BEGIN

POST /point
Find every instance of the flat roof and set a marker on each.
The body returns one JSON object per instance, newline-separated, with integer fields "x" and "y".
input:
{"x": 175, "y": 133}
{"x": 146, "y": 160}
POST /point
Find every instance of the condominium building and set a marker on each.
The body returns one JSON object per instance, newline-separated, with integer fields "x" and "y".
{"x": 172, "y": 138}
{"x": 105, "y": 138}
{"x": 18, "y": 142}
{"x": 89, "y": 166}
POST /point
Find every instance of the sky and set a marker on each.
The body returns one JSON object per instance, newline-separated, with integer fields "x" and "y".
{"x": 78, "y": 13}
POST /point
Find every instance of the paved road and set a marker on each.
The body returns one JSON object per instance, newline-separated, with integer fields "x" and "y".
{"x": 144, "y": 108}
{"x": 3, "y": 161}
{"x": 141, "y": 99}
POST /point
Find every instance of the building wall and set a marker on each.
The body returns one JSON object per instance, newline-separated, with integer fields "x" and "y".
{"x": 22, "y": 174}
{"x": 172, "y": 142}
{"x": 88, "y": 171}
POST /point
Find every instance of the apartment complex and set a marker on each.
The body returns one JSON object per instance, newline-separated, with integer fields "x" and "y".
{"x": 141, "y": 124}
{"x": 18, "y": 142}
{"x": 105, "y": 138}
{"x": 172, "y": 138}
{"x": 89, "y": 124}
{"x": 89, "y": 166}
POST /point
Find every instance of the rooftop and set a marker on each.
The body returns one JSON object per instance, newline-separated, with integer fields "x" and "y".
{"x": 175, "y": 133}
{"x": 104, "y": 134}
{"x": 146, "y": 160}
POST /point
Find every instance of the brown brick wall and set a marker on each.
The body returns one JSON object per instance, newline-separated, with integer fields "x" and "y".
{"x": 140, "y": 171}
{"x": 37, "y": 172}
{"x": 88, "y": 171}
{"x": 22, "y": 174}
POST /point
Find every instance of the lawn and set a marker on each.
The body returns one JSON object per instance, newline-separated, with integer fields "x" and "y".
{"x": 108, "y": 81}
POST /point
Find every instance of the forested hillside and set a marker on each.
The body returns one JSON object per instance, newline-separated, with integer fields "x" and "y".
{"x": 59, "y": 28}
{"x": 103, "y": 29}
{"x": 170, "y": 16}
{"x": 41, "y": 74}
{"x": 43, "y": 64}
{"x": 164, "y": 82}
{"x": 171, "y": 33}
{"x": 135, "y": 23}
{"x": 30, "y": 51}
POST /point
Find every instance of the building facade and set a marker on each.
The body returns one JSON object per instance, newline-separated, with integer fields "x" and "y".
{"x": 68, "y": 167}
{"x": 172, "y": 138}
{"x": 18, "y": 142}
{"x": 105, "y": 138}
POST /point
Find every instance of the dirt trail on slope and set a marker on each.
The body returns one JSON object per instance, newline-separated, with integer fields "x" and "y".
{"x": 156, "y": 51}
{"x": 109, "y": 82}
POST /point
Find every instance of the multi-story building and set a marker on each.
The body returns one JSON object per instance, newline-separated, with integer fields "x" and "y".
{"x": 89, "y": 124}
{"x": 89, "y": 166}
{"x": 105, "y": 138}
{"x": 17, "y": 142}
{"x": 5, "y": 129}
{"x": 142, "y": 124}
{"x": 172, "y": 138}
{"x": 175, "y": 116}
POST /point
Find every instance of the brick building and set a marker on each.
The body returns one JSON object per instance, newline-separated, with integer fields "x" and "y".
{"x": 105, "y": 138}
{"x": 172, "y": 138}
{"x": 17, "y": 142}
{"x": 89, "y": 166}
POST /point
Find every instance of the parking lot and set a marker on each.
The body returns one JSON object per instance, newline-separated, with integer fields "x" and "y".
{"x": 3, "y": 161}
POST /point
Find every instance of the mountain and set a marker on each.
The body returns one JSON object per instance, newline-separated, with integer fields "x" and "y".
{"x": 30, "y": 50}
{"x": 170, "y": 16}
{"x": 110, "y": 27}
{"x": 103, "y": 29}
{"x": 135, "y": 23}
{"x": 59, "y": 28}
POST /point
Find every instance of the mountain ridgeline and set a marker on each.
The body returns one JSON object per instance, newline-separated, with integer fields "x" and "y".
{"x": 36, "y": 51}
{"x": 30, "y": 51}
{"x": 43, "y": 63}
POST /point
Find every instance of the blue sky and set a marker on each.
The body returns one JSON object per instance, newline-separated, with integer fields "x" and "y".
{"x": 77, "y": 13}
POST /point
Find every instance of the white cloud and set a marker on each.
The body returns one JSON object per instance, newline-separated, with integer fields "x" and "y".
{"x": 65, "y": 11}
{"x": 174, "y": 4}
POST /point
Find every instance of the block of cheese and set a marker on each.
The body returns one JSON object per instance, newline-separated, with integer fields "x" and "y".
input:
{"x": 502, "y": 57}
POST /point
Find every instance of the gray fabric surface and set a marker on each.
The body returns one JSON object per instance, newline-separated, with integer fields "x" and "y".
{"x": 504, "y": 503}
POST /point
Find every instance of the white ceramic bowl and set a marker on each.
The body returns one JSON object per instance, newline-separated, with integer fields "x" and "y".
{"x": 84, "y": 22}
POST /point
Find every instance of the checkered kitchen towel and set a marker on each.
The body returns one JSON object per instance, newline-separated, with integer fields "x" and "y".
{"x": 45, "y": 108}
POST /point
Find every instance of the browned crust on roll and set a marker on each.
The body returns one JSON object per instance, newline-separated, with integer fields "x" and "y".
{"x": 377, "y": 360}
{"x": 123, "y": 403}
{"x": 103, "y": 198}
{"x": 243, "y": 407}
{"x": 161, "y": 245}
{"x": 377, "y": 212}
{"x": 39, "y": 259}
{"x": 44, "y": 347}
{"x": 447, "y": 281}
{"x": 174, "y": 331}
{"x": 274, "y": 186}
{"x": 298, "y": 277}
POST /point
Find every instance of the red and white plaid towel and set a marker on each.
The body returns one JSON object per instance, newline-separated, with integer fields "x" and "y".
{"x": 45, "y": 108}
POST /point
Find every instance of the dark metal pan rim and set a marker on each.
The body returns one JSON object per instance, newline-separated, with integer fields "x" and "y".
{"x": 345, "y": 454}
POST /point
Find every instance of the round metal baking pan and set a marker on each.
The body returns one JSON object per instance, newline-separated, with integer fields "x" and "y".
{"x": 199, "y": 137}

END

Brief: All of the material above should be set down again, unaltered.

Result below:
POST /point
Find every instance of the flat roof and set a marker on each.
The body returns one JSON object per instance, newline-separated, with integer fields "x" and "y".
input:
{"x": 175, "y": 133}
{"x": 146, "y": 160}
POST /point
Find every instance of the condominium building and set a marker on each.
The body returns one JSON object per instance, newline-separated, with integer fields "x" and "y".
{"x": 172, "y": 138}
{"x": 105, "y": 138}
{"x": 18, "y": 142}
{"x": 89, "y": 166}
POST /point
Find every instance of the sky and set a marker on each.
The body returns one JSON object per instance, newline-separated, with integer fields "x" and "y".
{"x": 78, "y": 13}
POST /point
Find every instance of the paved road and set a marker on each.
The body returns one JSON object per instance, newline-separated, with integer fields "x" and "y".
{"x": 144, "y": 108}
{"x": 3, "y": 161}
{"x": 141, "y": 99}
POST /point
Find every instance of the building wall and set a marker on each.
The body returns one JSON object per instance, newline-separated, with integer fields "x" and "y".
{"x": 22, "y": 174}
{"x": 172, "y": 142}
{"x": 88, "y": 171}
POST /point
Find every instance of the apartment complex and set a marker on each.
The body returns one JSON object per instance, newline-separated, with integer fields "x" and "y".
{"x": 141, "y": 124}
{"x": 18, "y": 142}
{"x": 105, "y": 138}
{"x": 172, "y": 138}
{"x": 89, "y": 124}
{"x": 89, "y": 166}
POST /point
Find every instance of the rooftop and set a marker on each.
The body returns one JSON object per instance, newline-separated, with integer fields "x" and "y".
{"x": 175, "y": 133}
{"x": 104, "y": 134}
{"x": 146, "y": 160}
POST /point
Find every instance of the brown brick wall and set a marker on each.
The body returns one JSON object per instance, newline-separated, with integer fields "x" and "y".
{"x": 140, "y": 171}
{"x": 37, "y": 172}
{"x": 88, "y": 171}
{"x": 22, "y": 174}
POST /point
Find every instance of the lawn and set a marker on each.
The body returns one JSON object per instance, newline-separated, with integer fields "x" and "y".
{"x": 108, "y": 81}
POST /point
Find every instance of the forested hillside and set a marker on each.
The body returns one JSON object per instance, newline-separated, with integer fields "x" and "y".
{"x": 59, "y": 28}
{"x": 103, "y": 29}
{"x": 170, "y": 16}
{"x": 41, "y": 74}
{"x": 43, "y": 64}
{"x": 164, "y": 82}
{"x": 171, "y": 33}
{"x": 135, "y": 23}
{"x": 30, "y": 51}
POST /point
Find every instance of the building facade and set a marker on each.
The body returns one JSON object per instance, newline-separated, with integer fields "x" and "y".
{"x": 68, "y": 167}
{"x": 172, "y": 138}
{"x": 18, "y": 142}
{"x": 105, "y": 138}
POST /point
Find every instance of the dirt trail on slope and set a marker on each.
The body returns one JSON object per instance, newline-separated, with integer fields "x" and "y".
{"x": 156, "y": 51}
{"x": 109, "y": 82}
POST /point
Find every instance of the multi-story building and set a marker on each.
The body returns one JSON object per instance, newline-separated, with integer fields "x" and "y".
{"x": 89, "y": 124}
{"x": 89, "y": 166}
{"x": 105, "y": 138}
{"x": 17, "y": 142}
{"x": 5, "y": 129}
{"x": 142, "y": 124}
{"x": 172, "y": 138}
{"x": 175, "y": 116}
POST /point
Find every instance of the brick building and set a marker on each.
The body returns one JSON object per instance, newline-separated, with integer fields "x" and "y".
{"x": 105, "y": 138}
{"x": 172, "y": 138}
{"x": 17, "y": 142}
{"x": 89, "y": 166}
POST /point
Find every instance of the parking lot and set a marker on each.
The body returns one JSON object per instance, newline-separated, with integer fields "x" and "y".
{"x": 3, "y": 161}
POST /point
Find every instance of the mountain and set a marker on each.
The body returns one JSON object per instance, newline-separated, with integer fields "x" and "y".
{"x": 30, "y": 50}
{"x": 170, "y": 16}
{"x": 110, "y": 27}
{"x": 103, "y": 29}
{"x": 135, "y": 23}
{"x": 59, "y": 28}
POST /point
Find every instance of the mountain ridgeline and set a marker on each.
The body returns one JSON object per instance, newline-separated, with integer fields "x" and "y".
{"x": 36, "y": 51}
{"x": 30, "y": 51}
{"x": 43, "y": 63}
POST /point
Find every instance of the blue sky and set a marker on each.
The body returns one JSON object per instance, newline-separated, with integer fields "x" and "y".
{"x": 77, "y": 13}
POST /point
Find every instance of the white cloud and set a marker on each.
The body returns one JSON object per instance, newline-separated, with integer fields "x" and "y".
{"x": 65, "y": 11}
{"x": 174, "y": 4}
POST /point
Find every instance of the block of cheese and set a marker on each.
The body returns one JSON object per instance, newline-separated, with integer fields "x" and "y".
input:
{"x": 502, "y": 57}
POST /point
Find every instance of the gray fabric surface and set a marker on each.
The body returns one JSON object per instance, newline-separated, with integer fields "x" and "y".
{"x": 504, "y": 503}
POST /point
Find every instance of the white ceramic bowl and set a marker on each.
The body returns one JSON object per instance, newline-separated, with integer fields "x" and "y".
{"x": 84, "y": 22}
POST /point
Find every instance of the checkered kitchen towel and set a marker on each.
The body returns one JSON object per instance, newline-separated, with integer fields "x" and "y".
{"x": 45, "y": 108}
POST /point
Find every instance of the browned crust on roll and set a marker on each.
The body returns one JSON object per instance, newline-separated, with integer fields "x" and "y".
{"x": 377, "y": 360}
{"x": 123, "y": 403}
{"x": 103, "y": 198}
{"x": 243, "y": 407}
{"x": 161, "y": 245}
{"x": 377, "y": 212}
{"x": 39, "y": 259}
{"x": 44, "y": 347}
{"x": 447, "y": 281}
{"x": 174, "y": 331}
{"x": 274, "y": 186}
{"x": 298, "y": 277}
POST /point
Find every instance of the red and white plaid towel and set a marker on each.
The body returns one JSON object per instance, newline-separated, with integer fields "x" and "y".
{"x": 45, "y": 108}
POST /point
Find every instance of the dark metal pan rim and set a marker on each.
The body returns one JSON object per instance, newline-separated, with integer fields "x" and "y".
{"x": 345, "y": 454}
POST /point
Find every instance of the round metal baking pan and set a marker on each.
The body returns one JSON object per instance, newline-separated, with integer fields "x" and "y".
{"x": 199, "y": 137}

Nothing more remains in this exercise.